== Prompt 1 ==
Retype everything in the interview on Israeli settlements from "And we are in" down to "to reconsider certain issues.".
== Prompt 2 ==
Continue the interview with Ehud Barak on Israeli settlements from the point where it stops.

--- begin Text shown ---

April 10th, 2012
08:51 AM ET

Israeli defense minister on settlements

On Sunday, I interviewed the former Prime Minister and current Defense Minister of Israel, Ehud Barak. We spoke about Israel's settlement activities in the West Bank and the degree to which they may jeopardize future discussions with the Palestinians about the creation of  a Palestinian state.

Here's a transcript of our discussion:

Fareed Zakaria: You ordered, this week, the removal of a settler family from Hebron over the prime minister's objections because you believed you had to uphold the law.

But yet, there is a similar situation going on with settlers in the Beit El community, where a court has ordered that the settlements be evacuated and yet the government, the prime minister has told the attorney general to find some other solution. Why would you not uphold the law and a court order in that case, as well?

Ehud Barak: In all cases, first of all, we strongly believe - it's both myself and also Prime Minister Netanyahu - in the rule of law and we clearly, finally follow the decisions of the Supreme Court. It doesn't mean that we cannot argue when the government thinks a different way and some private citizen or a group of citizens demand something. And we can always go, once again, to the Supreme Court and try to put our case and ask for certain changes and modifications. That's OK.

It's clear that when it's come to the end line and there is a decision, we'll basically follow it.

Fareed Zakaria: But if the Supreme Court rules that in the Beit El case, as the lower court has, that these settlements must be uprooted by May 1st, you will order the evacuation of those settlers, as well?

Ehud Barak: I do not tend to answer the speculations or hypothetic situations. Basically, I did it this week in Hebron. I did it several years ago under the previous government. And I did it all along my life. Basically, we expect our citizens to follow the law. And when something has to be done according to the idea that the state has an authority over its citizens, that should be clear.

And we are in a dialogue with our Supreme Court and our court system which is very effective - both kind of highly principled and they know to make decisions.

But it doesn't mean that the government cannot have a policy, cannot have a request, cannot ask the court to reconsider certain issues.

It happens in the United States. I've heard that some major issues in your country that have been decided by the administration are brought to the court to question whether it's constitutional or not. Something similar sort of speak happens from time to time here in Israel, as well.

Fareed Zakaria: The prime minister said, when describing the situation in Hebron, that "The principle that has guided me is to strengthen Jewish communities in Judea and Samaria," which are the biblical terms used for the West Bank, an area that, of course, under any conceivable two state solution will go to the Palestinians, or 95 percent of it.

Would you characterize your policy as the same, that the principle that guides you is to strengthen Jewish communities in Judea and Samaria?

Ehud Barak: You know, my feeling about this is slightly different, but it doesn't matter, because we have what we call the joint responsibility of the government. I'm not a majority party in the government, but a minority one. My positions are well known.

--- end Text shown ---
--- begin Data provided ---

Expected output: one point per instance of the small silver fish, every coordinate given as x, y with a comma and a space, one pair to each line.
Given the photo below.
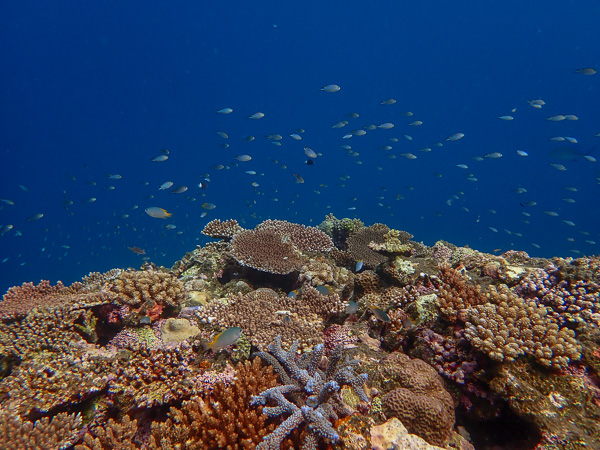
227, 337
157, 213
331, 88
310, 152
455, 137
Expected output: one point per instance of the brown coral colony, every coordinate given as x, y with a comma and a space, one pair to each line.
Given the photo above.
315, 336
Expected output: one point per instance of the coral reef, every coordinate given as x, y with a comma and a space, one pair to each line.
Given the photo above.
120, 359
263, 315
310, 396
507, 326
224, 418
59, 432
360, 245
222, 229
421, 402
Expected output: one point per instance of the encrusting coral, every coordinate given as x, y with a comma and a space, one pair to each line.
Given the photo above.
309, 396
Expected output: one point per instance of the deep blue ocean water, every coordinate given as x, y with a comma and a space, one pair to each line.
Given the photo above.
92, 89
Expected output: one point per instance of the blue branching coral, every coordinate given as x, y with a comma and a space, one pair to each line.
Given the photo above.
309, 395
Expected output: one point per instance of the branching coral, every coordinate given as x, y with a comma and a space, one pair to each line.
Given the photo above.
224, 418
147, 293
267, 251
304, 238
509, 326
310, 396
360, 245
222, 229
59, 432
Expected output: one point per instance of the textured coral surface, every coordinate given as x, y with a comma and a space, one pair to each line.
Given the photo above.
285, 335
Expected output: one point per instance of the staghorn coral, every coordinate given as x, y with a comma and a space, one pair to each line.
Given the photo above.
421, 401
310, 396
508, 326
56, 433
267, 251
224, 418
263, 314
358, 245
304, 238
222, 229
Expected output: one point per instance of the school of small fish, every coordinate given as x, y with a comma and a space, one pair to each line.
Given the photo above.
383, 151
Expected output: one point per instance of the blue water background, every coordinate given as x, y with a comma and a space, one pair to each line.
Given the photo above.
90, 89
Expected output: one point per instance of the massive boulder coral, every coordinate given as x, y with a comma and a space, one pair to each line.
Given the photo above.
420, 402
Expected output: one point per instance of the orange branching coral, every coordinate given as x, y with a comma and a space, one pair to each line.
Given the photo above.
20, 300
56, 433
509, 326
223, 419
156, 377
146, 292
222, 229
113, 435
52, 380
457, 294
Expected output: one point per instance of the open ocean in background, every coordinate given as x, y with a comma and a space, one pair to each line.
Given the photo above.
92, 89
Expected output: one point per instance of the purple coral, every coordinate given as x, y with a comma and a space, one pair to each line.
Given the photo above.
315, 390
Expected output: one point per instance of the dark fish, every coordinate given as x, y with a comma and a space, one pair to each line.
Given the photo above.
586, 71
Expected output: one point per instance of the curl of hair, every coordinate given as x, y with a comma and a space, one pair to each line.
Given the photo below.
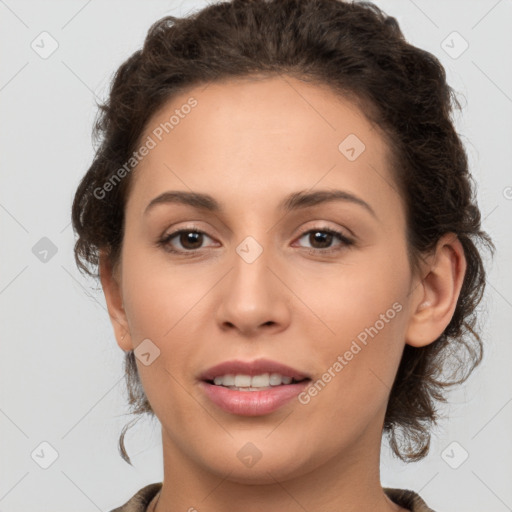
361, 54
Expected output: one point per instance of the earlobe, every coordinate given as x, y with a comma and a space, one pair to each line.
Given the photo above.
114, 300
433, 304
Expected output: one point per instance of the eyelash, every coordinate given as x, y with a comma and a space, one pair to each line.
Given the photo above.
345, 242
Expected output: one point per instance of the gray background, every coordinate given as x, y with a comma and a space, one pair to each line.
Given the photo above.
61, 376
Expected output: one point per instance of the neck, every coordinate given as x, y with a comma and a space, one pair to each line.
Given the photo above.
347, 482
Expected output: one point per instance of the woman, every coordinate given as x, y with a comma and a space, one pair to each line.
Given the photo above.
283, 222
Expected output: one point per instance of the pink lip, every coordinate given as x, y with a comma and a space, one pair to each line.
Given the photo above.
251, 368
252, 403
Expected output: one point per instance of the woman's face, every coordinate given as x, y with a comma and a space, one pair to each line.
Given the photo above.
265, 278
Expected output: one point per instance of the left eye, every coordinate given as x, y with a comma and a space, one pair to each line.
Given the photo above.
323, 238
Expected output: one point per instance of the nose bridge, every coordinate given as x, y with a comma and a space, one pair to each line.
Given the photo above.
251, 294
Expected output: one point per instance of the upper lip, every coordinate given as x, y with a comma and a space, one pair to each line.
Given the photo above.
257, 367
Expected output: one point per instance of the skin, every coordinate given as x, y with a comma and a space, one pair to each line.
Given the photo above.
249, 143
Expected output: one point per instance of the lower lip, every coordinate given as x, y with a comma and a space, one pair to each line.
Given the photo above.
252, 403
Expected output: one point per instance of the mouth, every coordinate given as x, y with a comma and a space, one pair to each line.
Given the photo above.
252, 388
264, 381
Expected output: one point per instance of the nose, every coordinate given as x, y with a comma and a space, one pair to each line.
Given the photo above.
253, 299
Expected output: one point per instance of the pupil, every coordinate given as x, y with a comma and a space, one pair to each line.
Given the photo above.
321, 237
189, 238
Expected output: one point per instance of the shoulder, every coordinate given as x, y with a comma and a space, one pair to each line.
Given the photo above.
407, 499
140, 500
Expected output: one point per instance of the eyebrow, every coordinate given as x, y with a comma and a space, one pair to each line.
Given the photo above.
294, 201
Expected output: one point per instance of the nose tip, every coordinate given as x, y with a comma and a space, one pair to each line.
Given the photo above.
252, 299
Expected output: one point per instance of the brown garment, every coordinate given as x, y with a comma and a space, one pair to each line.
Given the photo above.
406, 499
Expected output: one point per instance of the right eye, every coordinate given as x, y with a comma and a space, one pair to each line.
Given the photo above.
190, 240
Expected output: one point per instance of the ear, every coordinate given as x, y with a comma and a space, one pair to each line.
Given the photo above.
110, 282
435, 297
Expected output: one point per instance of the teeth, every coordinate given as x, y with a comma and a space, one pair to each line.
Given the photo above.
253, 383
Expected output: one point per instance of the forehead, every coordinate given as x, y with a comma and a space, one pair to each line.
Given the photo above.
268, 136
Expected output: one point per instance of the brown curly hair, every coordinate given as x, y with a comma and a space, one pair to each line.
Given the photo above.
361, 53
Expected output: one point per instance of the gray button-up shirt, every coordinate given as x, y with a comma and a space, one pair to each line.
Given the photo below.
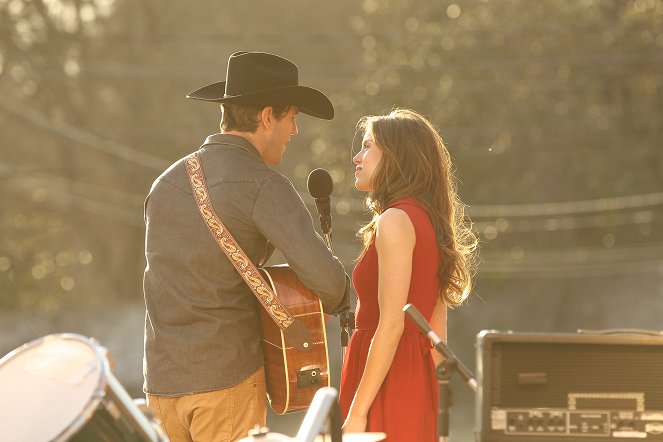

--- end Data provided ---

== Exercise response 1 ==
And we are in a dialogue with our Supreme Court and our court system which is very effective - both kind of highly principled and they know to make decisions.

But it doesn't mean that the government cannot have a policy, cannot have a request, cannot ask the court to reconsider certain issues.

== Exercise response 2 ==
But part of the policy of this government, as well as other governments, that those - and I believe in it - that those people who are already living there - and there are some 350,000 people - we deserve, independent of what will happen to them in the final state of negotiations, they deserve getting services and the protection and the opportunity for a normal life and the development - the needs of normal life to be available to them, as well as to other citizens of Israel.

So basically, my position is that we have to reach a two-state solution, that we have to live side by side - Israel on one hand and a Palestinian state. That's basically what Netanyahu said in his Babylon speech. And I think that we should straighten what we call the settlement bloc, namely the highly kind of a densely populated areas of the Judea and Samaria or the West Bank, as you call it, and side by side by it a  viable, normally flourishing Palestinian state should be established.

I should tell you, to tell you the truth, that all these 350,000 Israelis are living on a very small part or fraction of the area of the West Bank. Altogether, these are probably 5 percent or 6 percent of the whole area.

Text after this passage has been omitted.